PAGE TEXT =>
The dynamic duo are back again and up to their old tricks, only… better. El Ten Eleven, a two piece post rock duo hailing from Los Angeles, consists of dual bassist/guitarist Kristian Dunn and Tim Fogarty on acoustic/electric drums and drum triggers. They started the first link of their tour at Crescent Ballroom, Phoenix AZ.
Musically their stylings are a strange blend of shoe-gaze post rock, wrought with infectious melodies and complex layering of them, using Boss loop stations. The band takes pride in purity and plays all loops as rendered on-stage, mistakes or no mistakes. El Ten Eleven’s music isn’t complex in any traditional form, but the two piece has found a way to layer simple soundscape over soundscape to produce a sound that makes the majestic from simplicity. It’s approachable yet artful, sometimes leaning into a bit of the “sing song”, almost commercial-esque, but they pull it away from it, and into El Ten Eleven.

RECORDS =>
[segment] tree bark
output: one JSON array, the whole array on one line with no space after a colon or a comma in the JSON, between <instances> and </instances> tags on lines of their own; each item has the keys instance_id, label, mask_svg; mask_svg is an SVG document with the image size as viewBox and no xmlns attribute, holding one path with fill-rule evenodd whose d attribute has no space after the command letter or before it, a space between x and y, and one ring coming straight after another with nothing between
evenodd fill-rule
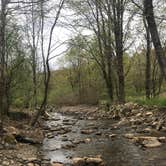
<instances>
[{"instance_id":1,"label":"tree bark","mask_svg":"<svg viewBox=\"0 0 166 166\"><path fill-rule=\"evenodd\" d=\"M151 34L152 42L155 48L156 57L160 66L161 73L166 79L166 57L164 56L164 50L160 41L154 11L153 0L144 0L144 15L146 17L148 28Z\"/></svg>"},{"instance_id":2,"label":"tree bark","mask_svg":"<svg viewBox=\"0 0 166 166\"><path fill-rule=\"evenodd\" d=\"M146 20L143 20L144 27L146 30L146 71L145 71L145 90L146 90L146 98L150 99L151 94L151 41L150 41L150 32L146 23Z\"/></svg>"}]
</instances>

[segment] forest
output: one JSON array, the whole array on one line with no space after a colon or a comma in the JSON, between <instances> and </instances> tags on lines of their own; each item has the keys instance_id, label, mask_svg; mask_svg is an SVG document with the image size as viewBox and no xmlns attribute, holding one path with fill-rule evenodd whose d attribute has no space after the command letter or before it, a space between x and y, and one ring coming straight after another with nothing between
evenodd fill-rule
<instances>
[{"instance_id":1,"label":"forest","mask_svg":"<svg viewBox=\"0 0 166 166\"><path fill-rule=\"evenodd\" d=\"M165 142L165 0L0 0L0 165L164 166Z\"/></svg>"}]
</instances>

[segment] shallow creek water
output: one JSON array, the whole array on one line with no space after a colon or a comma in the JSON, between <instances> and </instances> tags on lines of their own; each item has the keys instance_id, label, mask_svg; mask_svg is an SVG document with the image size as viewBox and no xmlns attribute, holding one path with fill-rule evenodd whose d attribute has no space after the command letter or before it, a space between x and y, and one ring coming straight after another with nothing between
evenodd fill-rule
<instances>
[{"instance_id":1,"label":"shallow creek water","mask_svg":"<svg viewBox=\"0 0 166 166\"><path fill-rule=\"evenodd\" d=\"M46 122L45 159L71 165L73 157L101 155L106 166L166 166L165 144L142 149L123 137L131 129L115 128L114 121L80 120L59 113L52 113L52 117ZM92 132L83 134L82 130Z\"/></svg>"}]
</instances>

SET OF TASKS =>
a) According to the El Ten Eleven piece, at what venue did the band start the first link of their tour?
b) Translate this sentence from the El Ten Eleven piece into Spanish: "The band takes pride in purity and plays all loops as rendered on-stage, mistakes or no mistakes."
The lines come from a different source than the El Ten Eleven piece.

RESPONSES IN ORDER =>
a) Crescent Ballroom in Phoenix, AZ.

b) La banda se enorgullece de la pureza y toca todos los loops tal como se generan en el escenario, con errores o sin ellos.